■ **Problem statement**: Copy exactly the lines of the material below, starting with the first and including the line that holds "# draw the outline of every instance of the white".

■ **The data**:

************

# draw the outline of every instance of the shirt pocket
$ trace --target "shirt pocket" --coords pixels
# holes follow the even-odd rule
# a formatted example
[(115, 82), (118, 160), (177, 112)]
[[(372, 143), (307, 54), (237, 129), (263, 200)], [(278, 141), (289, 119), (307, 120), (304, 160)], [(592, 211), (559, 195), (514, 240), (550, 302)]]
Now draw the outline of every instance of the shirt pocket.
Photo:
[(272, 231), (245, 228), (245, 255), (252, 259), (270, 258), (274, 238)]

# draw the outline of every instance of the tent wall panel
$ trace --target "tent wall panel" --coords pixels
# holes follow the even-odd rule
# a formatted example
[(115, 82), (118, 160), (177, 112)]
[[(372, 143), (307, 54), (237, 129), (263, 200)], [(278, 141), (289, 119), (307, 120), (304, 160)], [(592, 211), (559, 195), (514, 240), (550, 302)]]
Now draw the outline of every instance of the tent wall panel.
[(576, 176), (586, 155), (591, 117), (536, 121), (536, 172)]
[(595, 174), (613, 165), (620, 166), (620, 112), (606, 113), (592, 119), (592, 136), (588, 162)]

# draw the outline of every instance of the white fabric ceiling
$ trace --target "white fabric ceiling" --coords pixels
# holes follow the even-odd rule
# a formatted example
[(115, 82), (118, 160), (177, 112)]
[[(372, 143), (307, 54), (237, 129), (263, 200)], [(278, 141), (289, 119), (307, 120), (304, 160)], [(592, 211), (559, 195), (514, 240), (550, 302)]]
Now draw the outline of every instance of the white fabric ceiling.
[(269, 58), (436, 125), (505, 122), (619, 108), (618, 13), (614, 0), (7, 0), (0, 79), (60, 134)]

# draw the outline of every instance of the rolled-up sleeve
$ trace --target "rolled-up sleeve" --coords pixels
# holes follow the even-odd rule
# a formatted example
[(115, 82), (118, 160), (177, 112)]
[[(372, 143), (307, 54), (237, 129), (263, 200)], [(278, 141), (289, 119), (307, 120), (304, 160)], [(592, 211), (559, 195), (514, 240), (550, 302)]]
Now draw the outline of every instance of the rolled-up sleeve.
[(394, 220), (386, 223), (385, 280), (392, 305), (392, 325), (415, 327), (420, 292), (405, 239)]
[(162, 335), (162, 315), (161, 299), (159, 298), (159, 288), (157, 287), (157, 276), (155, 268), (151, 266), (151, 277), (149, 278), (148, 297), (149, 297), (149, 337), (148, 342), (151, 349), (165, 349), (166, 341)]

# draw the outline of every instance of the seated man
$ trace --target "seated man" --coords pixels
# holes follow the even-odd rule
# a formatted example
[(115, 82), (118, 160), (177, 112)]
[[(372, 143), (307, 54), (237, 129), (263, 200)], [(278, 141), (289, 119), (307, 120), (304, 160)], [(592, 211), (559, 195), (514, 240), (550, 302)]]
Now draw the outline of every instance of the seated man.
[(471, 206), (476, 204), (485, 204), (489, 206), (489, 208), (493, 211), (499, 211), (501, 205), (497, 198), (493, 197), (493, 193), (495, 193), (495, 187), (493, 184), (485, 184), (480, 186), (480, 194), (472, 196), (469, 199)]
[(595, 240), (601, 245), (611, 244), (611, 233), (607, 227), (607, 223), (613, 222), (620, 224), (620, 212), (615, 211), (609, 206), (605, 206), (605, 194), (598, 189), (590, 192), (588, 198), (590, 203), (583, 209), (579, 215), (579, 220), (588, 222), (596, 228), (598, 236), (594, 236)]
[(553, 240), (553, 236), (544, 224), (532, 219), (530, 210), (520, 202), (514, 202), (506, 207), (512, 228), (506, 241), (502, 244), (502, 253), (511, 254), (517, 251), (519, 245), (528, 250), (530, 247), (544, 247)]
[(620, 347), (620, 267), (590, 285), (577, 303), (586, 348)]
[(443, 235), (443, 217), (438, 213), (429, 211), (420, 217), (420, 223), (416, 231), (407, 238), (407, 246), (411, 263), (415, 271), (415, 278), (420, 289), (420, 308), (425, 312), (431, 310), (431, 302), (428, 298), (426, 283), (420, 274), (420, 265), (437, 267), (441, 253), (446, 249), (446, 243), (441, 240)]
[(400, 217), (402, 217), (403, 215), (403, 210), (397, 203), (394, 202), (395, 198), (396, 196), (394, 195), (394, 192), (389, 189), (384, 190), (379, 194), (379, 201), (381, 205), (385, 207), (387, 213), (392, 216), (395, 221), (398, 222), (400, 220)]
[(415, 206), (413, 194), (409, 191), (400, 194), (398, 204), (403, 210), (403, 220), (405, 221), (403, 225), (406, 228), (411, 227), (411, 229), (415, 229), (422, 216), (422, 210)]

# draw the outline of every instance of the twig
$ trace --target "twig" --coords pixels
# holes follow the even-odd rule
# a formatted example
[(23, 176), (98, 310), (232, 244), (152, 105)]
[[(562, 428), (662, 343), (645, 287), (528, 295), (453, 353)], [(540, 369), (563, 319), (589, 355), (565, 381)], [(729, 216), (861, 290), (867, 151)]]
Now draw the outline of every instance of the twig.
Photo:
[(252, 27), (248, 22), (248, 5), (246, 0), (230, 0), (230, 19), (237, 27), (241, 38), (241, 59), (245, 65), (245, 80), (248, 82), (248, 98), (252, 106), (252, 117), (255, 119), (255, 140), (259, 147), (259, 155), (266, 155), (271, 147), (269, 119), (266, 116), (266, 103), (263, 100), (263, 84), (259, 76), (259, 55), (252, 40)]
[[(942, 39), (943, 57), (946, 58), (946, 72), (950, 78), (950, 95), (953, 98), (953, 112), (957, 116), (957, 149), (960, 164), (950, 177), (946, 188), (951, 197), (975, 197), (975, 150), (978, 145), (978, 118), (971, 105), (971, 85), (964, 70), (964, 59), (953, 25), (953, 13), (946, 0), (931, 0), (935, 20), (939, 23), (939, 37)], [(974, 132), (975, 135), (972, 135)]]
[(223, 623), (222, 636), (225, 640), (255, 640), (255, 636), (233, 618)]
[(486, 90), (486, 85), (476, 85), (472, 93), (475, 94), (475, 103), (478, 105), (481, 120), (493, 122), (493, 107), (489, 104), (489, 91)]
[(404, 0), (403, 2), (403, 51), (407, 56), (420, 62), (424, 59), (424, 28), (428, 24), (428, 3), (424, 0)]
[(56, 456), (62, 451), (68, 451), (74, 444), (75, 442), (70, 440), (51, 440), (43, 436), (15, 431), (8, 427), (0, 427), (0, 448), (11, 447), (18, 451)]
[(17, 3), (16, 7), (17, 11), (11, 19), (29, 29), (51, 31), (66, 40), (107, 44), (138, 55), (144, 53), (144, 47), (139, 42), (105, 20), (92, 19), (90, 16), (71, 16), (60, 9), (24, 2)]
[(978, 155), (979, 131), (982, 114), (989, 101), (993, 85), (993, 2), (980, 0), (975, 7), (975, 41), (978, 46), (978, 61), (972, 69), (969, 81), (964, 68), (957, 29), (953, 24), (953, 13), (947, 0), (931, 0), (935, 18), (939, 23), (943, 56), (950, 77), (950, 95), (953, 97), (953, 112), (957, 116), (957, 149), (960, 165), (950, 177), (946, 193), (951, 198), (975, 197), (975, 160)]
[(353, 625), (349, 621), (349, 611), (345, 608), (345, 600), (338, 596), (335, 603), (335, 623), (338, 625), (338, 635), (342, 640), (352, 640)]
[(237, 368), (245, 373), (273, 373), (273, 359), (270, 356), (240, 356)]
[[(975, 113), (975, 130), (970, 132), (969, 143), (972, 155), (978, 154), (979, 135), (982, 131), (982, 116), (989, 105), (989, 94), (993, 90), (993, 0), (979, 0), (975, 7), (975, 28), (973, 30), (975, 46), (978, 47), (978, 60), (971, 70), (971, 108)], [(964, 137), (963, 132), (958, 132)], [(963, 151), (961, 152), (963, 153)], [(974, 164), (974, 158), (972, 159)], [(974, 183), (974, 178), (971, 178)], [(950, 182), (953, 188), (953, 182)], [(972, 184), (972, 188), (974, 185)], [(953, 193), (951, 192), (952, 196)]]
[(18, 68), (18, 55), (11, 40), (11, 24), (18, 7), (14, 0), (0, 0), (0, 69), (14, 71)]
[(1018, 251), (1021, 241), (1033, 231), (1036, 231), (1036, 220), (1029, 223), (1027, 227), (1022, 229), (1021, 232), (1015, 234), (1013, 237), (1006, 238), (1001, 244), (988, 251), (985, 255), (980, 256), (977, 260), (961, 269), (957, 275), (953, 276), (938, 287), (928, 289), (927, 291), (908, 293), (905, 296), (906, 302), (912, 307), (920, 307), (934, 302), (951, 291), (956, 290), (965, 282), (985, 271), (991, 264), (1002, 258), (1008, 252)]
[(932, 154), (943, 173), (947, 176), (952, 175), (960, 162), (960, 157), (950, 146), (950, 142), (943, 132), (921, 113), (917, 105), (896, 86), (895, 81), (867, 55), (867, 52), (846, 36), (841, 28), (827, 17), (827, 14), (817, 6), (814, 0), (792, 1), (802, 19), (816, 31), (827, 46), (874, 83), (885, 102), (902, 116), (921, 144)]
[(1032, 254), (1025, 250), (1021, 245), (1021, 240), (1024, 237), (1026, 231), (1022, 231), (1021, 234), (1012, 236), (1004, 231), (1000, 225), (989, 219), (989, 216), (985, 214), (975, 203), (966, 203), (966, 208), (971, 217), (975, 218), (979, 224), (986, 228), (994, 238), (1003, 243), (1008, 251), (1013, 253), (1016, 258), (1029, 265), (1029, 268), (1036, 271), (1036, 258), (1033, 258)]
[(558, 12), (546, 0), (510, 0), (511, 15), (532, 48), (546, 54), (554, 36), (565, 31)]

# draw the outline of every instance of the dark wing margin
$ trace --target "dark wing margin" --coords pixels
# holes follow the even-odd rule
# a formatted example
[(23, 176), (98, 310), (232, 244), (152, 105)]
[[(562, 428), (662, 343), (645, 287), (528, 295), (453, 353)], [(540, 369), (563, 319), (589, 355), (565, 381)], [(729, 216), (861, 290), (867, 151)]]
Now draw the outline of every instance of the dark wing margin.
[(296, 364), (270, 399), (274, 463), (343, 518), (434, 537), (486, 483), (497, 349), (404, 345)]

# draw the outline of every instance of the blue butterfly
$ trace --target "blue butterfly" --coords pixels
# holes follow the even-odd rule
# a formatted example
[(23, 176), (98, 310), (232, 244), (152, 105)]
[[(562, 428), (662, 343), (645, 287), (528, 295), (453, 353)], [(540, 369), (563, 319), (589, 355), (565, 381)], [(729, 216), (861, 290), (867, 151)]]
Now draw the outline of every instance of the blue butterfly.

************

■ **Written response**:
# draw the outline of every instance of the shirt pocket
$ trace --target "shirt pocket" --coords pixels
# holes follow the even-odd rule
# a formatted example
[(115, 82), (118, 160), (177, 112)]
[[(372, 143), (307, 54), (237, 129), (263, 200)], [(278, 141), (289, 119), (307, 120), (304, 160)], [(592, 211), (559, 195), (514, 240), (550, 302)]]
Now draw the outline of every instance of the shirt pocket.
Photo:
[(272, 231), (245, 228), (245, 255), (252, 259), (270, 258), (274, 238)]

# draw the outline of every instance of the tent wall panel
$ trace --target "tent wall panel" --coords pixels
# holes follow the even-odd rule
# a formatted example
[(115, 82), (118, 160), (177, 112)]
[[(372, 143), (307, 54), (237, 129), (263, 200)], [(278, 141), (289, 119), (307, 120), (304, 160)], [(592, 211), (559, 195), (514, 240), (550, 302)]]
Now draw the outline of every instance of the tent wall panel.
[(576, 176), (586, 155), (591, 117), (536, 121), (536, 172)]
[(595, 174), (613, 165), (620, 166), (620, 112), (606, 113), (592, 119), (592, 136), (588, 162)]

# draw the outline of every instance of the white fabric ceiling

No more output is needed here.